What the task asks
Can you give all the lines below as a numbered list, leaving out any blank ones?

Data records
↓
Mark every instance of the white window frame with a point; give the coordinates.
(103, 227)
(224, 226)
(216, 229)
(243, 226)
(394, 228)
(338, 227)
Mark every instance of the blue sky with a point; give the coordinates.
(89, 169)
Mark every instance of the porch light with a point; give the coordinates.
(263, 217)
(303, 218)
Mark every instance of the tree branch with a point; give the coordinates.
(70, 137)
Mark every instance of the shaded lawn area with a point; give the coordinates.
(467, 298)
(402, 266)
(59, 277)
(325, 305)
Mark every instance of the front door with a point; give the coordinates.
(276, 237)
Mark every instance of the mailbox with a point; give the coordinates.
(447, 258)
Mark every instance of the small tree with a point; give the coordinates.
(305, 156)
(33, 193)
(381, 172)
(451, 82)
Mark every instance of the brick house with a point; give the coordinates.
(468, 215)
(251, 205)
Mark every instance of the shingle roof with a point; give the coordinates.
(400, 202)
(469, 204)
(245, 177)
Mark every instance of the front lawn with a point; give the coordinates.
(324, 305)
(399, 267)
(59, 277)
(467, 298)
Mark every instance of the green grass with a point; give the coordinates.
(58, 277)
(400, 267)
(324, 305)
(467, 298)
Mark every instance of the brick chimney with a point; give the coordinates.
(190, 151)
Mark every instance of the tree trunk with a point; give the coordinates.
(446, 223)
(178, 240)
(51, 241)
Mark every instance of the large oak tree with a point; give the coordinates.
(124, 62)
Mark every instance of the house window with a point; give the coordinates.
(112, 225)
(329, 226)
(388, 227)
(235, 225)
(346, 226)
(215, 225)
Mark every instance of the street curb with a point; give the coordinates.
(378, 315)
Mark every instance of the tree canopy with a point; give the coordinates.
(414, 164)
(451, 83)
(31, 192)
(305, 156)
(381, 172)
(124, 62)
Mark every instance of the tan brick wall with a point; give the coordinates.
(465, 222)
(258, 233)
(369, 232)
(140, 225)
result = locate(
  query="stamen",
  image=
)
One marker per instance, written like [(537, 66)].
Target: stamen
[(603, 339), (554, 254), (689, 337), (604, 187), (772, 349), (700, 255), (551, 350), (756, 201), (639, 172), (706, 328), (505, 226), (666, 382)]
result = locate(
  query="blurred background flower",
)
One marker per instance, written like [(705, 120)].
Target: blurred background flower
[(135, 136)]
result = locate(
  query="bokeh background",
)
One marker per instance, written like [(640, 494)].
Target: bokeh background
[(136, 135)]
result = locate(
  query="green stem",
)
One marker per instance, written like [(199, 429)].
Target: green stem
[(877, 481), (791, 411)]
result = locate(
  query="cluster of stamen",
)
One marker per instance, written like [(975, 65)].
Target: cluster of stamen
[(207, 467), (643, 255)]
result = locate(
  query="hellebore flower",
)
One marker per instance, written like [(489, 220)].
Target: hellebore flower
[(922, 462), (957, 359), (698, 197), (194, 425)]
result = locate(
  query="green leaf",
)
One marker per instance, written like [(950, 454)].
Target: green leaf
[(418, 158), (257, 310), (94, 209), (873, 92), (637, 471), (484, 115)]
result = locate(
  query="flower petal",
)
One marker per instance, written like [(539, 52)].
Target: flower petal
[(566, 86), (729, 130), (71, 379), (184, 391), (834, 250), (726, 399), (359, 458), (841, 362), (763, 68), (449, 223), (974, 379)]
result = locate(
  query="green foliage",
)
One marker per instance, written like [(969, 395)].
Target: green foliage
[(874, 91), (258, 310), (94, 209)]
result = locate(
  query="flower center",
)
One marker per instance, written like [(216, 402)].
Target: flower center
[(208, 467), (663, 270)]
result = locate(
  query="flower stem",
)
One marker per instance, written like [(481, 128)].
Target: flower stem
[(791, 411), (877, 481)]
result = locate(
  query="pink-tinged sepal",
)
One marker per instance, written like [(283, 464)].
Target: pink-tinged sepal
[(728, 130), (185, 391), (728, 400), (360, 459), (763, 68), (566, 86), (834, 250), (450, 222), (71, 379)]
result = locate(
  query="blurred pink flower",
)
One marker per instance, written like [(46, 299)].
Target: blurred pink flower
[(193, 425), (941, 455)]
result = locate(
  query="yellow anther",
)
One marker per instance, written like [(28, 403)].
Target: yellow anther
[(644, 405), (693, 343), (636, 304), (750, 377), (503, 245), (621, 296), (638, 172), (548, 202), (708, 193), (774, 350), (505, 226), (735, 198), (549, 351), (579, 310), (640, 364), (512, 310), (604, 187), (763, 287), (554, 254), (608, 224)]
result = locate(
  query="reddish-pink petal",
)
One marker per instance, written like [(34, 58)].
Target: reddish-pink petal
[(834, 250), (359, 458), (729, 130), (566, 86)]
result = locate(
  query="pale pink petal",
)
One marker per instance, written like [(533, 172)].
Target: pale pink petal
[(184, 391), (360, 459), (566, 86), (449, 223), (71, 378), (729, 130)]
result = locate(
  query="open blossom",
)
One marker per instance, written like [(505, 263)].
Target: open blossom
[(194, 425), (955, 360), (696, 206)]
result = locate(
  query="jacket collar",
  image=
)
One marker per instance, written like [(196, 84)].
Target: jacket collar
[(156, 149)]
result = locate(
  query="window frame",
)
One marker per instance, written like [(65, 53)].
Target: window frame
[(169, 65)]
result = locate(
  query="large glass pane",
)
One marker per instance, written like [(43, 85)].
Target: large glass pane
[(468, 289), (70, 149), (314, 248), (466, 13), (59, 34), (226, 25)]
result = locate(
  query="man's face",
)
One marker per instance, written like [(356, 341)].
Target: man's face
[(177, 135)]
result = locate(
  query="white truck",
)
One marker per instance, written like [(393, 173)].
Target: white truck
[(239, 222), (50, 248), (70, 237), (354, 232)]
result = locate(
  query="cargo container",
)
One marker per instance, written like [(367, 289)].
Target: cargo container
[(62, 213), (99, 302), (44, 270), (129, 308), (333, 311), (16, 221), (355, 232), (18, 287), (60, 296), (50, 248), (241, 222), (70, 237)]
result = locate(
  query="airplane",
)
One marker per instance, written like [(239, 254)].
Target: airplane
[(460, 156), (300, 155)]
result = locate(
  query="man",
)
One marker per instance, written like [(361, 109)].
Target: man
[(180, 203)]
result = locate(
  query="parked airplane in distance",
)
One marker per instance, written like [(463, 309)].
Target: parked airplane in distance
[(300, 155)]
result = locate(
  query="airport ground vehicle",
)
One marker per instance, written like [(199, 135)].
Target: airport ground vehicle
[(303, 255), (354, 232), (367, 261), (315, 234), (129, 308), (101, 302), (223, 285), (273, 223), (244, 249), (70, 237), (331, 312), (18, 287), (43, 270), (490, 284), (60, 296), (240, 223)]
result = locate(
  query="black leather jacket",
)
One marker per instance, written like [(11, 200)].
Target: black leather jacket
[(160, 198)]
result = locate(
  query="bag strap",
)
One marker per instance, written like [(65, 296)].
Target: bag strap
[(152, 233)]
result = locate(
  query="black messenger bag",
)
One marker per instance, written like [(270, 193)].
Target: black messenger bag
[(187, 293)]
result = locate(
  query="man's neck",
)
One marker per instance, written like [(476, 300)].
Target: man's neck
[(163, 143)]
↑
Exercise solution
1. Mark every instance of the white window frame with a point; give the coordinates.
2. (103, 227)
3. (224, 226)
4. (216, 229)
5. (243, 226)
6. (394, 228)
7. (338, 227)
8. Mark every instance of the blue sky with a point; give the coordinates.
9. (89, 169)
10. Mark every instance of the porch light with a point; give the coordinates.
11. (263, 217)
12. (303, 218)
13. Mark every instance of the tree branch with a point; give the coordinates.
14. (70, 137)
15. Mark every instance of the shaded lawn area with a point; give the coordinates.
16. (467, 298)
17. (402, 266)
18. (59, 277)
19. (325, 305)
20. Mark every instance of the front door with a point; give the coordinates.
21. (276, 237)
22. Mark every instance of the mailbox with a point; give the coordinates.
23. (447, 258)
24. Mark every instance of the small tree with a point; give the coordinates.
25. (305, 156)
26. (33, 193)
27. (381, 172)
28. (451, 82)
29. Mark every instance of the brick house with a point; give the coordinates.
30. (468, 215)
31. (251, 205)
32. Mark every instance of the shingle roof with a point; give the coordinates.
33. (400, 202)
34. (469, 204)
35. (245, 177)
36. Mark every instance of the front lawn with a point; give the coordinates.
37. (324, 305)
38. (399, 267)
39. (59, 277)
40. (467, 298)
41. Mark every instance of the green grass with a point; give the coordinates.
42. (58, 277)
43. (400, 267)
44. (324, 305)
45. (467, 298)
46. Mark every instance of the brick chimney with a point; give the coordinates.
47. (190, 151)
48. Mark every instance of the tree trunk with a point; give the coordinates.
49. (446, 223)
50. (178, 240)
51. (51, 241)
52. Mark every instance of the large oak tree with a point; give the coordinates.
53. (124, 62)
54. Mark every instance of the house window with a point; give the coordinates.
55. (112, 225)
56. (329, 226)
57. (388, 227)
58. (235, 225)
59. (346, 226)
60. (215, 225)
61. Mark every instance of the street curb with a point; give the coordinates.
62. (378, 315)
63. Mark every instance of the tree canopy with a point; give the coordinates.
64. (414, 164)
65. (451, 83)
66. (31, 192)
67. (305, 156)
68. (381, 172)
69. (124, 62)
70. Mark every instance of the tan brick wall with a point; give the coordinates.
71. (465, 222)
72. (258, 233)
73. (369, 232)
74. (140, 225)
75. result = locate(
76.   query="stamen",
77.   image=
78. )
79. One marker per instance, written like [(537, 66)].
80. Target: stamen
81. [(603, 339), (554, 254), (689, 337), (604, 187), (772, 349), (700, 255), (551, 350), (756, 201), (639, 172), (706, 328), (505, 226), (666, 382)]
82. result = locate(
83.   query="blurred background flower",
84. )
85. One marker per instance, written like [(705, 120)].
86. Target: blurred background flower
87. [(135, 136)]
88. result = locate(
89.   query="bokeh background",
90. )
91. One marker per instance, written like [(640, 494)].
92. Target: bokeh background
93. [(136, 135)]
94. result = locate(
95.   query="green stem",
96. )
97. One marker per instance, written like [(199, 429)].
98. Target: green stem
99. [(877, 481), (791, 411)]
100. result = locate(
101.   query="cluster of stamen",
102. )
103. One marker per instance, written like [(975, 65)].
104. Target: cluster of stamen
105. [(207, 467), (643, 255)]
106. result = locate(
107.   query="hellebore flower",
108. )
109. One marker per instance, written like [(489, 220)].
110. Target: hellebore flower
111. [(922, 462), (957, 359), (698, 197), (194, 425)]
112. result = locate(
113.   query="green leaf",
114. )
115. One marker per instance, written like [(950, 454)].
116. Target: green leaf
117. [(418, 158), (257, 310), (94, 209), (873, 92), (637, 471), (484, 115)]
118. result = locate(
119.   query="flower petal",
120. )
121. One marker per instance, written like [(539, 52)].
122. Target: flower petal
123. [(566, 86), (729, 130), (71, 379), (184, 391), (834, 250), (726, 399), (359, 458), (841, 362), (763, 68), (449, 223), (974, 379)]
124. result = locate(
125.   query="green foliage",
126. )
127. One marker per instance, written like [(969, 395)].
128. Target: green foliage
129. [(874, 91), (258, 310), (94, 209)]
130. result = locate(
131.   query="flower center",
132. )
133. One marker per instance, written like [(216, 402)].
134. Target: flower center
135. [(208, 467), (663, 270)]
136. result = locate(
137.   query="flower stem",
138. )
139. One marker per instance, written like [(481, 128)].
140. Target: flower stem
141. [(791, 411), (877, 481)]
142. result = locate(
143.   query="pink-tinged sepal",
144. )
145. One marker per instance, written like [(283, 464)].
146. Target: pink-tinged sepal
147. [(728, 130), (185, 391), (728, 400), (360, 459), (763, 68), (566, 86), (834, 250), (450, 222), (71, 379)]
148. result = locate(
149.   query="blurred pink flower",
150. )
151. One marker per instance, written like [(46, 299)].
152. Target: blurred pink flower
153. [(193, 425), (941, 455)]
154. result = locate(
155.   query="yellow anther",
156. )
157. One marker per instance, written like [(28, 403)].
158. Target: yellow anther
159. [(644, 405), (693, 343), (636, 304), (750, 377), (503, 245), (621, 296), (638, 172), (548, 202), (708, 193), (774, 350), (505, 226), (735, 198), (549, 351), (579, 310), (640, 364), (512, 310), (604, 187), (763, 287), (554, 254), (608, 224)]
160. result = locate(
161.   query="reddish-pink petal",
162. )
163. One marker per instance, written like [(34, 58)].
164. Target: reddish-pink petal
165. [(834, 250), (359, 458), (729, 130), (566, 86)]
166. result = locate(
167.   query="pale pink petal",
168. )
169. One marker per instance, written like [(533, 172)].
170. Target: pale pink petal
171. [(184, 391), (360, 459), (566, 86), (449, 223), (71, 378), (729, 130)]
172. result = locate(
173.   query="open blossom",
174. )
175. One marker per instance, written like [(505, 263)].
176. Target: open blossom
177. [(194, 425), (955, 360), (696, 206)]
178. result = locate(
179.   query="jacket collar",
180.   image=
181. )
182. One marker per instance, written like [(196, 84)].
183. Target: jacket collar
184. [(156, 149)]
185. result = locate(
186.   query="window frame",
187. )
188. One marker per instance, written like [(65, 53)].
189. Target: window frame
190. [(169, 65)]
191. result = locate(
192.   query="large glass pane",
193. )
194. One marker per instance, written like [(43, 85)].
195. Target: large glass pane
196. [(468, 289), (70, 149), (314, 248), (466, 13), (59, 34), (226, 25)]
197. result = locate(
198.   query="man's face",
199. )
200. One marker per instance, written like [(356, 341)].
201. Target: man's face
202. [(177, 135)]
203. result = locate(
204.   query="white truck",
205. )
206. One marker per instance, written like [(393, 173)].
207. Target: white truck
208. [(239, 222), (50, 248), (70, 237), (354, 232)]
209. result = locate(
210.   query="cargo container",
211. )
212. One marker per instance, written like [(367, 289)].
213. Target: cargo container
214. [(62, 213), (99, 302), (44, 270), (129, 308), (333, 311), (16, 221), (355, 232), (18, 287), (60, 296), (50, 248), (241, 222), (70, 237)]
215. result = locate(
216.   query="airplane",
217. )
218. One marker per instance, written like [(239, 254)].
219. Target: airplane
220. [(460, 156), (300, 155)]
221. result = locate(
222.   query="man",
223. )
224. One marker per instance, written like [(361, 109)].
225. Target: man
226. [(180, 203)]
227. result = locate(
228.   query="parked airplane in distance",
229. )
230. One marker per instance, written like [(463, 309)].
231. Target: parked airplane in distance
232. [(300, 155)]
233. result = locate(
234.   query="airport ground vehicle",
235. )
236. One marker per instance, written like [(199, 135)].
237. Target: airport ground vehicle
238. [(303, 255), (354, 232), (367, 261), (315, 234), (129, 308), (101, 302), (223, 285), (273, 223), (244, 249), (70, 237), (331, 312), (18, 287), (43, 270), (490, 284), (60, 296), (240, 223)]
239. result = locate(
240.   query="black leather jacket",
241. )
242. One marker per instance, written like [(11, 200)].
243. Target: black leather jacket
244. [(160, 198)]
245. result = locate(
246.   query="bag strap",
247. )
248. One marker per instance, written like [(65, 296)].
249. Target: bag strap
250. [(152, 233)]
251. result = locate(
252.   query="black messenger bag",
253. )
254. One marker per instance, written like [(270, 193)].
255. Target: black messenger bag
256. [(187, 293)]
257. result = locate(
258.   query="man's neck",
259. )
260. One marker per instance, written like [(476, 300)].
261. Target: man's neck
262. [(163, 143)]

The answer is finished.